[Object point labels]
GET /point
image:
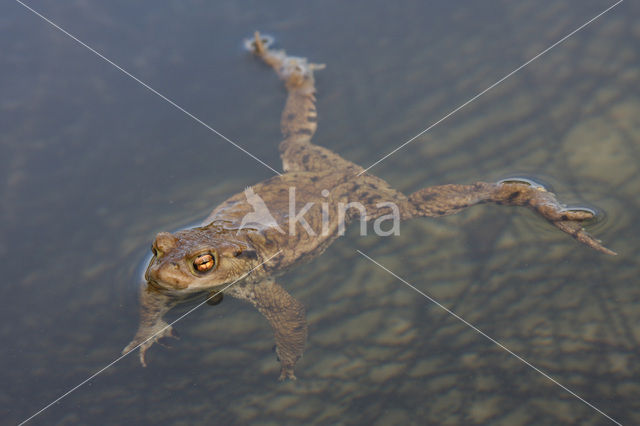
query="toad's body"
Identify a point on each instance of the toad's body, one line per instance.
(260, 233)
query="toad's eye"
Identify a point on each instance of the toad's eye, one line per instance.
(204, 262)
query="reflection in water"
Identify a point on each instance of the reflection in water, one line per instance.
(92, 168)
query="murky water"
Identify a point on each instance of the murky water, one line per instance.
(93, 165)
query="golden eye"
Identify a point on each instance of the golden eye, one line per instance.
(204, 262)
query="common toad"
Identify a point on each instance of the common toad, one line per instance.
(260, 233)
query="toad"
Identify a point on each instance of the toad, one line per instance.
(258, 234)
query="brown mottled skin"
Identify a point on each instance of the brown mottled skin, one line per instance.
(246, 259)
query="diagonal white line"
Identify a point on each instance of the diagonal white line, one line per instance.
(145, 85)
(492, 86)
(482, 333)
(152, 336)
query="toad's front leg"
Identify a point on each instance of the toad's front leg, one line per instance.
(286, 316)
(153, 305)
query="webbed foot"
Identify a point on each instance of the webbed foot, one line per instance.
(544, 202)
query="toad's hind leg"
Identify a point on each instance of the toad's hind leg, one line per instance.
(450, 199)
(299, 117)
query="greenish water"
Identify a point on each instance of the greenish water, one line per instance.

> **REQUIREMENT**
Reproduce the data above line for line, leaving out the pictures.

> **RESPONSE**
GET /point
image:
query="toad's body"
Identify a point on each instance of the toad's body, one line per instance.
(260, 233)
query="toad's eye"
Identify a point on each instance of the toad's eye, one line per instance.
(204, 262)
query="reflection in water"
Identify a point on each instance of the reflection in water, one line per instance.
(92, 168)
query="murky water"
Identify a point on each instance of the murky water, one line per instance.
(93, 165)
query="golden eye"
Identify a point on each instance of the golden eye, one line per instance.
(204, 262)
query="common toad"
Identify a point on each instance of the common toad, one line per instance.
(260, 233)
query="toad"
Identify a point on each instance of the toad, one line per instance.
(258, 234)
query="brown mottled skin"
Identify a point on each instance of the brown mottled skin, one line per instance.
(246, 259)
query="diagonal white line"
Identify a point on each instance of the diagonal white line, one line per instance.
(145, 85)
(492, 86)
(482, 333)
(152, 336)
query="toad's front leg"
Identify a point on each instance of the toad's front leg, one line per instance.
(286, 316)
(153, 305)
query="webbed foot"
Identify a point on each instance of the webbed foot, one line per instance.
(544, 202)
query="toad's hind leg"
Identify a point on each instance of the toad's hind leg, one line per instance.
(450, 199)
(299, 117)
query="greenish water"
Identify a point on each instance of the greenish water, one line per instance.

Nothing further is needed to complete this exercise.